Collected data
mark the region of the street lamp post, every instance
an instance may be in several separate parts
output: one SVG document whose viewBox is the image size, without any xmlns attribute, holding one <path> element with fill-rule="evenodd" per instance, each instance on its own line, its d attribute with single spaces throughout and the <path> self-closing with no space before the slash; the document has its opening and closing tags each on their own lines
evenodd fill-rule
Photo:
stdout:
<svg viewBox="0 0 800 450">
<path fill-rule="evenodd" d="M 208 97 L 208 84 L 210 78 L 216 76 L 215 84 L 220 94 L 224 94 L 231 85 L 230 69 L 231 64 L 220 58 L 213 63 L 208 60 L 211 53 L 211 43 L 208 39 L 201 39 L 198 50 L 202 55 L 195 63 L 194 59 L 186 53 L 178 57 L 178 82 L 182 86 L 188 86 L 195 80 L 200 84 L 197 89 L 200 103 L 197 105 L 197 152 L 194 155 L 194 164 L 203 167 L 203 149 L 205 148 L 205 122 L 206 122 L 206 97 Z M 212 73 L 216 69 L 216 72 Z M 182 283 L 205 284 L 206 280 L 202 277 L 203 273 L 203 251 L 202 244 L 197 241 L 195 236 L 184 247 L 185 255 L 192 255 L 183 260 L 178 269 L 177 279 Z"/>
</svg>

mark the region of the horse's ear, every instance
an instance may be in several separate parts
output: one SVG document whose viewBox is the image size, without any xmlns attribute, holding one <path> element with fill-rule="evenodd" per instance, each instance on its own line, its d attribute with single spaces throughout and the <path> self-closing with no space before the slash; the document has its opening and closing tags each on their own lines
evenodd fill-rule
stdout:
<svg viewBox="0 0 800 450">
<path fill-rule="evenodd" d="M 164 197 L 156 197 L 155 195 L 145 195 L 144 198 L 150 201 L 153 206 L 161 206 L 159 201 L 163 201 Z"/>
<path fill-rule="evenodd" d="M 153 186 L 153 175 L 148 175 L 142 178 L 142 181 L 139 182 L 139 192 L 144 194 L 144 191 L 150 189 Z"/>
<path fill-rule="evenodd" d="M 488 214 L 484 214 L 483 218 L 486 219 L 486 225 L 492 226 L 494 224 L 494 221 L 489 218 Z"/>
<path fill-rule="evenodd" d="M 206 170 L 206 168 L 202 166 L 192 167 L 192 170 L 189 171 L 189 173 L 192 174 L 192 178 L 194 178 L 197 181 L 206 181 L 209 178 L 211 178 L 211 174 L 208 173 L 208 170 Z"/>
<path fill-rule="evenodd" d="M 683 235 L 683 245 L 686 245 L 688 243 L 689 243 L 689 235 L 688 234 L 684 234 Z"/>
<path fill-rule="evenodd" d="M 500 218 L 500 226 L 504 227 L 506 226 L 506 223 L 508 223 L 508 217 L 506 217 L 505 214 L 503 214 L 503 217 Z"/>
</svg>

__EXERCISE DETAILS__
All of the data needs to be repeated exactly.

__TASK ANSWER__
mark the region of the street lamp post, every instance
an instance may be in several separate parts
output: one SVG document whose viewBox is the image size, without any xmlns attribute, holding one <path> element with fill-rule="evenodd" per instance, each instance on its own line, its d attribute with single spaces throughout and the <path> self-closing with no space before the slash; the document has its opening and closing tags each on their own lines
evenodd fill-rule
Photo:
stdout:
<svg viewBox="0 0 800 450">
<path fill-rule="evenodd" d="M 208 97 L 208 84 L 210 78 L 216 76 L 215 84 L 220 94 L 224 94 L 231 85 L 230 69 L 231 64 L 220 58 L 213 63 L 208 60 L 211 53 L 211 43 L 208 39 L 201 39 L 198 50 L 202 55 L 195 63 L 194 59 L 186 53 L 178 57 L 178 82 L 182 86 L 188 86 L 195 80 L 200 84 L 197 89 L 200 103 L 197 105 L 197 152 L 194 155 L 194 164 L 203 167 L 203 149 L 205 148 L 205 122 L 206 122 L 206 97 Z M 212 73 L 216 69 L 216 72 Z M 182 283 L 205 284 L 206 280 L 202 277 L 203 273 L 203 251 L 202 244 L 197 241 L 195 236 L 184 247 L 185 255 L 192 255 L 183 260 L 178 269 L 177 279 Z"/>
</svg>

mark the region of the horse's ear, every instance
an instance may be in several separate parts
output: one SVG document whose viewBox is the image size, without any xmlns attribute, holding one <path> element with fill-rule="evenodd" per instance, each instance on its own line, its d attribute with single spaces throughout and the <path> self-closing with no space before the slash; the document has its opening and closing tags each on their own lines
evenodd fill-rule
stdout:
<svg viewBox="0 0 800 450">
<path fill-rule="evenodd" d="M 164 197 L 156 197 L 155 195 L 145 195 L 144 198 L 150 201 L 153 206 L 161 206 L 159 201 L 163 201 Z"/>
<path fill-rule="evenodd" d="M 153 186 L 153 175 L 148 175 L 142 178 L 142 181 L 139 182 L 139 192 L 144 194 L 144 191 L 150 189 Z"/>
<path fill-rule="evenodd" d="M 488 214 L 484 214 L 483 218 L 486 219 L 486 225 L 492 226 L 494 224 L 494 221 L 489 218 Z"/>
<path fill-rule="evenodd" d="M 206 170 L 206 168 L 202 166 L 192 167 L 192 170 L 189 171 L 189 173 L 192 174 L 192 178 L 194 178 L 197 181 L 206 181 L 209 178 L 211 178 L 211 174 L 208 173 L 208 170 Z"/>
<path fill-rule="evenodd" d="M 683 235 L 683 245 L 686 245 L 688 243 L 689 243 L 689 235 L 688 234 L 684 234 Z"/>
<path fill-rule="evenodd" d="M 500 218 L 500 226 L 504 227 L 506 226 L 506 223 L 508 223 L 508 217 L 506 217 L 505 214 L 503 214 L 503 217 Z"/>
</svg>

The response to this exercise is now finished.